§ **The exercise**
Replace "field-scouting log" with "site survey record" in the rows from the line containing "of the wooden" through the end, and return only those lines with nothing else changed.

A block of data:

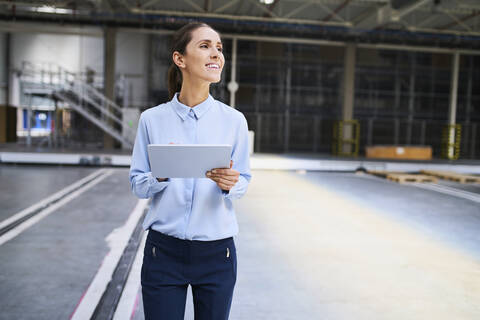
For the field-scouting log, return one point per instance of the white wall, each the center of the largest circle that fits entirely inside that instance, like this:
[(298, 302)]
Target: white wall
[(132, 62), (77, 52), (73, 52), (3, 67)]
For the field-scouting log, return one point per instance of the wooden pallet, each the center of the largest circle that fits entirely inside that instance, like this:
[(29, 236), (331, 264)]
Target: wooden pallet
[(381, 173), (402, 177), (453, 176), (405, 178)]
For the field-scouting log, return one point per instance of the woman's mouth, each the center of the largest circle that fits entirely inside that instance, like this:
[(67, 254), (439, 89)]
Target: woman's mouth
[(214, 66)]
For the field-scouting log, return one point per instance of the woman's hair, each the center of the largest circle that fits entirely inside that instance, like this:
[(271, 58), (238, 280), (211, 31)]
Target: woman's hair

§ **Correct response**
For the site survey record, return one point per instance of the wooden pallet, each the center of the largest circle that fits entirely inside that instance, like this:
[(29, 236), (331, 264)]
Target: wooden pallet
[(381, 173), (402, 177), (453, 176), (405, 178)]
For the site survey record, return one point per instance of the woman's mouth, each the center of the largest circle that fits entirely inside that instance, like this:
[(67, 254), (439, 89)]
Target: woman's mouth
[(214, 66)]
For the site survey record, return one point per instance of the woman's hair, each the center of the largest circle that fits entirely inside that instance, like this:
[(271, 58), (238, 280), (211, 31)]
Target: woman's hair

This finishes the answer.